• [TASK OBJECTIVE]:
Repeat, exactly and completely, the material that follows. Omit the pictures.

• [DATASET RECORDS]:

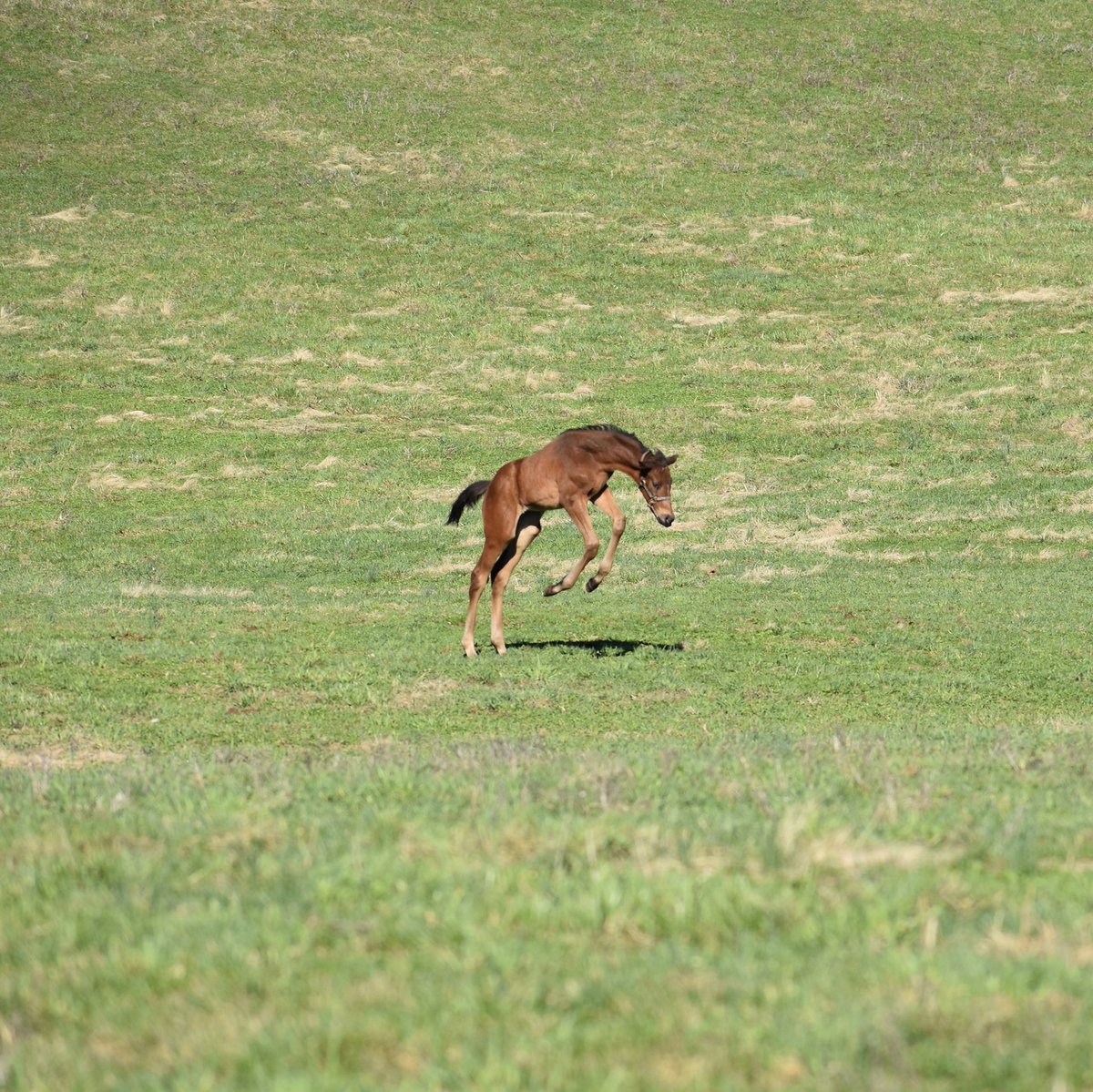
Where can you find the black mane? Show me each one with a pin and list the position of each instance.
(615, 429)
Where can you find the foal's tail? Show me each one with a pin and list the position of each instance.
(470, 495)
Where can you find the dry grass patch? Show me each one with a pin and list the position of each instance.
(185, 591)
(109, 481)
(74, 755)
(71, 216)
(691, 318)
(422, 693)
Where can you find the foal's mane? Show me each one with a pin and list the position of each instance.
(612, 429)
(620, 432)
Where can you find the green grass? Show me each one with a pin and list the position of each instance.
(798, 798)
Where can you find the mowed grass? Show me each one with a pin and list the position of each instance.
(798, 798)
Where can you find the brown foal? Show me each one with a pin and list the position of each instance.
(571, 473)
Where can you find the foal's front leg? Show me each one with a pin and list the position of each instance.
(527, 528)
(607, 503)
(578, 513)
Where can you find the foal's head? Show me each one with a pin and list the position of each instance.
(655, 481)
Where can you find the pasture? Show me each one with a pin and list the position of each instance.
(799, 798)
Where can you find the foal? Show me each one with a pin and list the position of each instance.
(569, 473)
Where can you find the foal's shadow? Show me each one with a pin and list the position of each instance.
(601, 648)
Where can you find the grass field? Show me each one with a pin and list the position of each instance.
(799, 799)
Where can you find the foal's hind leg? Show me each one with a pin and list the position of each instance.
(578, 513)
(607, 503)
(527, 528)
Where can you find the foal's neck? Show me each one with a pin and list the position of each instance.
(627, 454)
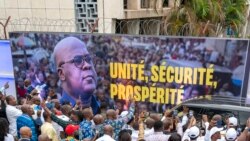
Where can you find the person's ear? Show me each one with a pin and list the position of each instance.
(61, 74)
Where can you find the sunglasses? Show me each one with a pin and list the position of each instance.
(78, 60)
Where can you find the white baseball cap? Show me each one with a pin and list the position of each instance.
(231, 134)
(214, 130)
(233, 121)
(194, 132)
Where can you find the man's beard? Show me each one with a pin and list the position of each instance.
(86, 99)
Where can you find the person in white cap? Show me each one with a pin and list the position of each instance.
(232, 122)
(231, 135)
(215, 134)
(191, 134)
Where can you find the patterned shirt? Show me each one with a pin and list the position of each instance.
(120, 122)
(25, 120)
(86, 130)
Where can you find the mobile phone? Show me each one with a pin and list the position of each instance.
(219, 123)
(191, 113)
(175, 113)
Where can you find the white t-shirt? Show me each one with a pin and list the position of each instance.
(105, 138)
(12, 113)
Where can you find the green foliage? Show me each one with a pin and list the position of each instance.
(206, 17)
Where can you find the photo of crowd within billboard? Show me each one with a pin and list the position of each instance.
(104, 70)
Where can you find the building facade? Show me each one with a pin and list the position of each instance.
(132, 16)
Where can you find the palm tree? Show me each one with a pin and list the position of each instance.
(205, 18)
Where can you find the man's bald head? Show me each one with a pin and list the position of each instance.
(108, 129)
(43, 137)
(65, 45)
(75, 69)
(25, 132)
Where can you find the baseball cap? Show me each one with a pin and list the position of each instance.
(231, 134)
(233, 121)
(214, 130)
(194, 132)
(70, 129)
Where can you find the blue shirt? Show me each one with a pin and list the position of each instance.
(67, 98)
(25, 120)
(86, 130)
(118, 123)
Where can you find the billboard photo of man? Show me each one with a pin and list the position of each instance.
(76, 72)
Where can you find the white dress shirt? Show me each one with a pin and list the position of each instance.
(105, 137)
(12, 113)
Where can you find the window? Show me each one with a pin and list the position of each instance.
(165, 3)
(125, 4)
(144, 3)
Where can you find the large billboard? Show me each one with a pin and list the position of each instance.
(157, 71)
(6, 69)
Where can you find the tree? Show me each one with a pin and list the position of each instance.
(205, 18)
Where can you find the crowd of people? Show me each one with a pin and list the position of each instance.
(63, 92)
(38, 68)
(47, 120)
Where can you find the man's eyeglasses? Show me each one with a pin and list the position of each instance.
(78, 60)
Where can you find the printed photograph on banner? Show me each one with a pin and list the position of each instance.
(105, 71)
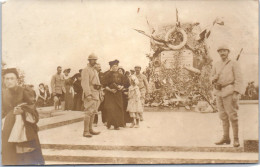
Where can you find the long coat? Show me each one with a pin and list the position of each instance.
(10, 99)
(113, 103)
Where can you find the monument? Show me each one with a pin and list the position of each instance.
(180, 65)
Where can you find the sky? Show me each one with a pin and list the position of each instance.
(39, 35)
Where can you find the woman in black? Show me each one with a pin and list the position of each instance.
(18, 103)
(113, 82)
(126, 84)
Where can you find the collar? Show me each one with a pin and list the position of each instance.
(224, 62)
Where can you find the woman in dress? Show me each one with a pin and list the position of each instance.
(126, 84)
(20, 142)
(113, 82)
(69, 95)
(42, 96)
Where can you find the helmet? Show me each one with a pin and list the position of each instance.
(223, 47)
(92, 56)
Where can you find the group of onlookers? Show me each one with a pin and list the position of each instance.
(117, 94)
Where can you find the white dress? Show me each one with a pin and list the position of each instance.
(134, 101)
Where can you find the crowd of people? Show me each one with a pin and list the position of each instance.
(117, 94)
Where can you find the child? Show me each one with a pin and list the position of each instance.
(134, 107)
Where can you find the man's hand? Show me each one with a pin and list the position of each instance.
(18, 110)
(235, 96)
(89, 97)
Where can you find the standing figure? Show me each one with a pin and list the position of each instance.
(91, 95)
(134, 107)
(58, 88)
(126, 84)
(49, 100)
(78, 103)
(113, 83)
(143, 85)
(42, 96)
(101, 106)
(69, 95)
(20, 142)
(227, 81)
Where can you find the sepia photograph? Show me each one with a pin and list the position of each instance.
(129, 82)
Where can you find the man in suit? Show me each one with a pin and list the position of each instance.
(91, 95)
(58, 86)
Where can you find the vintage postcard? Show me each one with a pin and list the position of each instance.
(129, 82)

• [THE SOLUTION]:
Where can you find the black mane? Show me each one with a pin and list the position of each instance.
(615, 429)
Where can you find the foal's tail? Show me each one with a pin and list the position of each instance.
(470, 495)
Where can you find the dry grass patch? Show me each one with a pin and list the position of each instance.
(185, 591)
(109, 481)
(74, 755)
(71, 216)
(691, 318)
(422, 693)
Where can you find the foal's mane? Show me each one with a pin and list the position of each instance.
(612, 429)
(620, 432)
Where can you find the green grass? Show me each one with a pin and list the position of each instance.
(798, 798)
Where can you find the mowed grass? Show me each one with a pin and list the position of each instance.
(798, 798)
Where can you find the brown foal? Show me each one with a pin and list the position of each instance.
(571, 473)
Where can you find the foal's front leg? Show me each one with a pin and list the position of each instance.
(527, 528)
(607, 503)
(578, 513)
Where can you find the foal's head? Show me each one with a pin and list the position of each instance.
(655, 481)
Where can you find the pasture? Show me each one with a pin and list the position of each instance.
(799, 798)
Where can you find the foal? Show me each one with a pin and list the position of each instance.
(569, 473)
Where can you find the foal's shadow? Show me each one with a pin and list the position of each instance.
(601, 648)
Where can you find the grass field? Show me each one with a pin and list the position of each instance.
(799, 799)
Where can you find the foal's hind leg? Show me each one with a pin and list the position of each instance.
(578, 513)
(607, 503)
(527, 528)
Where can you find the foal's neck? Show me each one with a pin and list the position of each instance.
(627, 454)
Where can you find the person's ear? Show me each one with a pin and list the position of each instance.
(61, 74)
Where can you find the sunglasses? Show me each one with a pin and list the position of each instance.
(78, 60)
Where can you find the white baseball cap? Show me each one with a pin and list the position of each instance.
(231, 134)
(214, 130)
(233, 121)
(194, 132)
Where can you find the man's beard? Show me each one with a pin and list the position of each instance.
(86, 99)
Where can you find the person in white cap? Show me each one with a pin and list the position of each instance.
(232, 122)
(231, 135)
(215, 134)
(191, 134)
Where can you find the patterned shirt? Show me each one with a pin and list the position of each instance.
(120, 122)
(25, 120)
(86, 130)
Where can you find the mobile phone? Show me each one with a pin and list the position of each instance.
(219, 123)
(191, 113)
(175, 113)
Where can you find the white t-shirt? Show me each one with a pin and list the position of each instance.
(105, 138)
(12, 113)
Where can you find the green foliage? Show me each one with a pin and list the position of each instance.
(206, 17)
Where can you find the photo of crowd within billboard? Show me each one with a pin and list the position of each instance.
(104, 70)
Where can you find the building facade? Show me each one with a pin and list the position of each instance.
(132, 16)
Where can you find the palm tree? Show me each one with a pin and list the position of each instance.
(205, 18)
Where can you find the man's bald head? Show me each one with a pin and list the position of each instance.
(108, 129)
(43, 137)
(65, 45)
(75, 69)
(25, 132)
Where can you find the baseball cap? Show me each one with a pin and list the position of each instance.
(231, 134)
(233, 121)
(214, 130)
(194, 132)
(70, 129)
Where can you find the blue shirt? Show me each one with a pin and list the position of each instance.
(67, 98)
(25, 120)
(86, 130)
(118, 123)
Where can you find the billboard photo of man? Show me each one with a pin and list the position of each instance.
(76, 72)
Where can you find the white dress shirt? Show me each one with a pin and list the position of each instance.
(105, 137)
(12, 113)
Where can you find the window? Show me each one with a pin and list the position of each instance.
(165, 3)
(125, 4)
(144, 3)
Where can you find the large billboard? Show me each one with a pin and list the position of each instance.
(157, 71)
(6, 69)
Where can you find the tree? Show me each one with a pin and list the position of each instance.
(205, 18)
Where can you find the crowd of people? Show me each one with a pin and list the position of each instance.
(63, 92)
(38, 68)
(47, 120)
Where can you find the man's eyeglasses? Show me each one with a pin and list the position of each instance.
(78, 60)
Where can you find the printed photograph on banner? Show me each one with a pin and list the position of each instance.
(105, 71)
Where can you find the long coat? Show me each one with a pin and list the position of each instance.
(10, 99)
(113, 103)
Where can you find the monument? Show me each one with a pin and list the position of each instance.
(180, 65)
Where can you find the sky? Show me each one with a pin and list the position of each instance.
(39, 35)
Where can you find the woman in black? Show me each one with a pin and list the position of each instance.
(18, 103)
(113, 82)
(126, 84)
Where can you find the collar? Show me each one with a pin and list the position of each instance.
(224, 62)
Where can you find the woman in dress? Show me each one with a pin and list the position of each instance.
(126, 84)
(20, 142)
(113, 82)
(69, 95)
(42, 96)
Where can you find the helmet? Show me each one with a pin and list the position of each instance.
(223, 47)
(92, 56)
Where can you find the group of onlookers? Show me each one with a pin and list the position of each instance.
(117, 94)
Where can you find the white dress? Show me each one with a pin and list the position of each instance.
(134, 101)
Where can you find the crowd of people? Show me each one with a pin and list the position of each instance.
(117, 94)
Where can you find the child? Show me each one with a pin and list the position of each instance.
(134, 107)
Where can you find the man's hand? Show me each one with a pin and list the position of each instance.
(18, 110)
(235, 96)
(89, 97)
Where can you find the standing figure? Show me each one with a pin and list the position of each instance.
(91, 95)
(134, 107)
(58, 88)
(126, 84)
(49, 100)
(78, 103)
(113, 83)
(143, 85)
(42, 96)
(101, 106)
(69, 95)
(20, 142)
(227, 81)
Where can you find the sepia photograph? Show me each one with a pin and list the position of each instance.
(129, 82)
Where can you find the man in suit? Show me each one with a pin and list the position of each instance.
(91, 95)
(58, 86)
Where can you find the vintage postcard? Show me each one with a pin and list the position of each instance.
(129, 82)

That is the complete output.